__Source extract__

+++++

Second child: Smears yogurt all over face, finger paints with yogurt on table, and gives the dog a moisturizing yogurt mask.
me: hey there’s a bloody oar in the water
friend: that’s foreboding
me: I know what they’re for
cats can’t give you covid but they would if they could
Psychology majors be like damn I can’t even be mad at you bc I know why you reacted the way you did
BOSS: I need to see you in my office
ME: *I begrudgingly take off my invisibility cloak* oh alright
[My 8yo looking for something]
OMG WHERE IS IT IT’S GONE FOREVER WHAT DID YOU DO WITH IT I’LL NEVER FIND IT WHERE COULD IT BE MY LIFE IS RUINED WHYYYYYYY—oh, here it is.
How to end an interview:
1. Thank them for their time.
2. Shake their hand firmly.
3. Firmer.
4. Firmer yet.
5. BREAK HIS HAND YOU MUST WIN
CHILD: I thought you liked Froot Loops.
TOUCAN SAM: *eating an egg salad sandwich he brought from home* Look, kid, it’s just a job.
When you don’t even acknowledge I held a door open for you, I want to pull you back inside by your neck, and say “now let’s try this again.”
[job interview]
What experience do you have plucking chickens?

+++++

__Information provided__
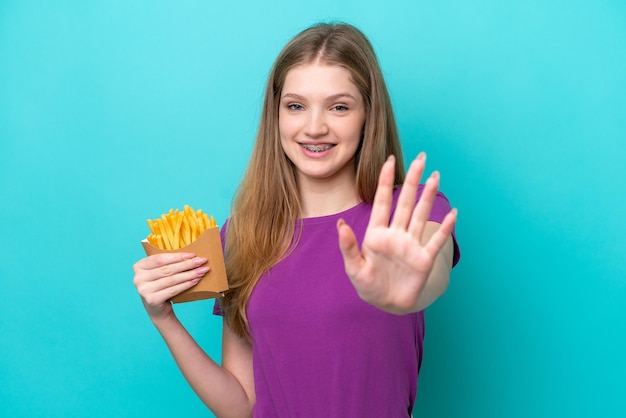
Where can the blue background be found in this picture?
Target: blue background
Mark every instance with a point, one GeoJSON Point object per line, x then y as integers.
{"type": "Point", "coordinates": [112, 112]}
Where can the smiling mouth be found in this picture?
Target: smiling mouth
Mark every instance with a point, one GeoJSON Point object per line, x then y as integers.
{"type": "Point", "coordinates": [317, 148]}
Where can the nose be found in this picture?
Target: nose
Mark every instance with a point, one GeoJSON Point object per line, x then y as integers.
{"type": "Point", "coordinates": [316, 124]}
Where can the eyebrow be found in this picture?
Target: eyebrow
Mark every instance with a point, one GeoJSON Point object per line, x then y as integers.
{"type": "Point", "coordinates": [329, 98]}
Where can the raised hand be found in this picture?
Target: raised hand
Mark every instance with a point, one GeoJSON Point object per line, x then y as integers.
{"type": "Point", "coordinates": [396, 258]}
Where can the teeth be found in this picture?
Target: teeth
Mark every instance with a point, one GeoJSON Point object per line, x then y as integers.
{"type": "Point", "coordinates": [317, 148]}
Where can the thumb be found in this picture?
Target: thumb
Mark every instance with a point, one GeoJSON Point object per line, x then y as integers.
{"type": "Point", "coordinates": [352, 257]}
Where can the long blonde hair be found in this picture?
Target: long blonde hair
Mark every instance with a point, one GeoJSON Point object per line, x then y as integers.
{"type": "Point", "coordinates": [262, 225]}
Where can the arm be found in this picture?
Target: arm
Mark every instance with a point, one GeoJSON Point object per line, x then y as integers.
{"type": "Point", "coordinates": [227, 390]}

+++++

__What to work on__
1) Answer these about the joke collection:
(a) What does the second child give the dog?
(b) What does the speaker take off after the boss asks for a meeting?
(c) What is Toucan Sam eating?
2) Write a few more short jokes to carry on the joke collection past its last line, keeping the same style.
Nothing in the listing is used here.

__Responses to the tasks__
1)
(a) A moisturizing yogurt mask.
(b) An invisibility cloak.
(c) An egg salad sandwich he brought from home.

2)
Me: See all those hairs on my chin?
No.
Me: Exactly.
Him: How was your day?
Me: Do you think my house key is sharp enough to sever a carotid artery?
Him: *opens four bottles of wine*
date: so you work from home
long armed steve: technically yes
This could have been an email.
— me, while attending a wedding ceremony
Not to brag or anything, but I scored 4 points on flappy bird before my phone mysteriously flung itself across the room
please god what the hell did i do to deserve all this *flashback to 12 years ago when i threw a flashbang at my own team in CounterStrike*
I been working on my summer bod: it the same as my regular body, but this time more popsackles in it.
Coworker: You’ll never guess what happened to me this weekend!
Me: You’re right. *walks away*
I’m God’s gift to women if he stopped at a gas station last minute.
BOSS: There’s limited parking at the event so we are going to carpool
ME (pulling a pair of floaties out of my desk drawer): oh hell yeah
It’s National Canoe Day in Canada and I can’t think of a single pun. Canoe?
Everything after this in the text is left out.